_Текст для чтения_:
────

Сначала мы, нас было тогда семеро, боролись за независимость, и нас ото всех отсоединили и дали нам отдельное расписание. И тут мы начали гореть. Как раз соединили пары, и у нас то ли один, а с ужасом думаю, возможно и два раза в неделю были четырехчасовые семинары по ИЗФ (зарубежке). Приходит доцент, начинает нас по очереди всех по кругу спрашивать, а кто-нибудь еще и не пришел, заболел, и наших совокупных знаний, беканий, меканий хватает едва на полчаса. Из четырех. Доцент переносит занятие по причине неготовности группы. Ему тоже еще раз приезжать, едва ли он нас за это полюбит.

А у нас раз за разом подряд все семинары срываются, времени никакого ни на что нет, надо что-то делать.

Собрал я группу (мне кажется, что именно тогда группа и возникла, в том смысле, что я до сих пор так считаю и в этом уверен):

— Ребята! Так больше продолжаться не может. Надо спасаться, защищаться. Нужна круговая оборона. Иначе нас раздавят.

────

[Записи]
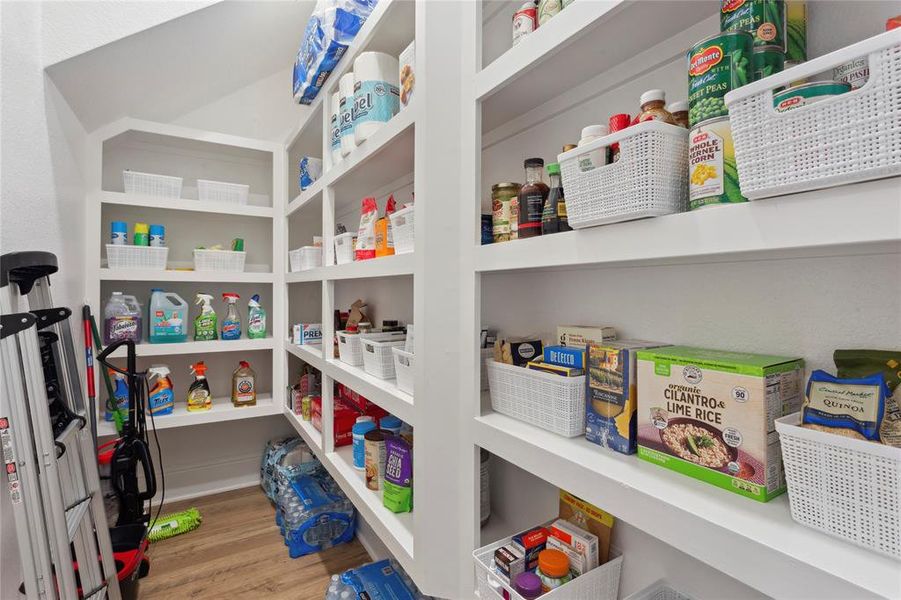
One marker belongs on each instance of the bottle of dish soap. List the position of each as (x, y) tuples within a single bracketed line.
[(231, 324), (256, 318), (244, 389), (161, 399), (199, 396), (205, 324)]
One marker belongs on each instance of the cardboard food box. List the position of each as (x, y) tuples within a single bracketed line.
[(710, 414)]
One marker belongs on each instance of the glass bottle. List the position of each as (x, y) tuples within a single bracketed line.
[(532, 197)]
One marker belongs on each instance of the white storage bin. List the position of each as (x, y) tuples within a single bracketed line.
[(219, 260), (404, 363), (306, 258), (344, 248), (546, 400), (120, 256), (844, 139), (649, 179), (378, 359), (600, 583), (220, 191), (842, 486), (150, 184), (402, 230)]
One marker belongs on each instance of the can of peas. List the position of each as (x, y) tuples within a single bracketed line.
[(717, 65)]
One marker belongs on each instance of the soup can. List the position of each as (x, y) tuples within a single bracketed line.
[(808, 93), (712, 174), (716, 66)]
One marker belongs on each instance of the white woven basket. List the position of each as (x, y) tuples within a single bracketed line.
[(649, 179), (402, 230), (220, 191), (150, 184), (404, 363), (378, 359), (600, 583), (219, 260), (845, 487), (844, 139), (547, 400), (136, 257), (344, 248)]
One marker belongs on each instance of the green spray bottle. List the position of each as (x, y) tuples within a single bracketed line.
[(205, 324)]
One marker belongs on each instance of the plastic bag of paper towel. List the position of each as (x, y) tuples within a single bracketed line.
[(330, 30)]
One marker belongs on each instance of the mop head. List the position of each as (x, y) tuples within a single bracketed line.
[(174, 524)]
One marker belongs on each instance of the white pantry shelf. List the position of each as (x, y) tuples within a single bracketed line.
[(222, 410), (756, 543), (775, 227)]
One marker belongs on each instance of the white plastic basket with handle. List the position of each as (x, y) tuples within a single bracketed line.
[(220, 191), (844, 139), (600, 583), (546, 400), (219, 260), (649, 179), (120, 256), (150, 184), (402, 230), (842, 486)]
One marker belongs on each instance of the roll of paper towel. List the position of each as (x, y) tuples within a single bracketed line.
[(346, 101), (376, 92)]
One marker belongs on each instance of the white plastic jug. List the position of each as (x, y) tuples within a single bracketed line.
[(168, 318)]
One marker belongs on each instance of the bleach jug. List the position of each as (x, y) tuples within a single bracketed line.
[(168, 318)]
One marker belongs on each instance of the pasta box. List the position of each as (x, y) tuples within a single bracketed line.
[(710, 414)]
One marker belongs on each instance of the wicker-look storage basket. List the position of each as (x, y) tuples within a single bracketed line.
[(844, 139), (546, 400), (600, 583), (845, 487), (649, 179)]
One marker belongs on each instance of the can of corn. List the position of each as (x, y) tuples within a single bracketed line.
[(712, 174), (717, 65)]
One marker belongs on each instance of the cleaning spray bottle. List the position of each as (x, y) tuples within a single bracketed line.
[(161, 399), (205, 324), (199, 396), (244, 389), (231, 324), (256, 318)]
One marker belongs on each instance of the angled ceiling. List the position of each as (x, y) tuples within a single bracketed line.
[(179, 66)]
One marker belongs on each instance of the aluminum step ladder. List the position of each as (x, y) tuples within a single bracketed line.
[(48, 448)]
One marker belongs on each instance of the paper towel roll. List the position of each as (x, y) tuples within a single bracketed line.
[(376, 92), (346, 101)]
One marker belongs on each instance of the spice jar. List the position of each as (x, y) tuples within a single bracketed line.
[(553, 569)]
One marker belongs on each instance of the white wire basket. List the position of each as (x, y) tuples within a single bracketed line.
[(220, 191), (344, 248), (546, 400), (404, 362), (844, 139), (649, 179), (119, 256), (219, 260), (150, 184), (600, 583), (402, 230), (378, 360), (305, 258), (845, 487)]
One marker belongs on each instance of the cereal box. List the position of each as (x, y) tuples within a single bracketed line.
[(710, 414)]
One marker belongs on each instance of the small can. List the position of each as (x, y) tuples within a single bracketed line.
[(765, 19), (717, 65), (808, 93), (712, 174)]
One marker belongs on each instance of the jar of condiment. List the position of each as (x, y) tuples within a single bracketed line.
[(553, 569), (505, 211)]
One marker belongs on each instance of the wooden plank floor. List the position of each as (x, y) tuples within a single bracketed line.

────

Допишите рассказ о группе студентов и сорванных семинарах, начав сразу после его последней фразы. Записи взяты из другого источника.

_Ответ на задание_:
И вот что я предложил, что и было после долгих, но конструктивных обсуждений и улучшений принято.

1. К каждому семинару нам дают вопросы. Скажем, три вопроса на семинарское занятие. Четырехчасовой семинар — шесть вопросов. Распределяемся по два человека на вопрос. Один докладчик не менее получаса, второй содокладчик, не менее двадцати минут. Вопросы можно выбирать добровольно, однако если нет добровольцев, то по очереди в принудительном порядке.

Хоть пойте, танцуйте, но не меньше заданного времени. Остальные на стреме, слушаем, если хоть что-нибудь знаешь, руку вверх и добавляешь. Держимся, защищаемся, на его вопросы отвечаем все разом.

2. К экзамену готовим шпоры. По две на каждый билет. Пользоваться ими не хочешь, получи орден, но писать — обязан. Скажем, тридцать билетов, в каждом по два вопроса — 60. Нас семеро, каждый готовит по девять, а лучше десять вопросов.

3. Идем в деканат сдаваться (ну это мы всегда вдвоем с Валеркой Меськовым ходили), просим их изыскать способ снова нас с другой группой воссоединить, лучше всего с зарубежниками (они кроме нас самые умные).

Через полгода мечта наша сбылась, у нас стало общее с зарубежкой расписание, и жизнь потекла дальше несопоставимо более легкая. В связи с этим пункт первый нашего защитного плана сам по себе отпал.

Хотя эти полгода мы стояли насмерть.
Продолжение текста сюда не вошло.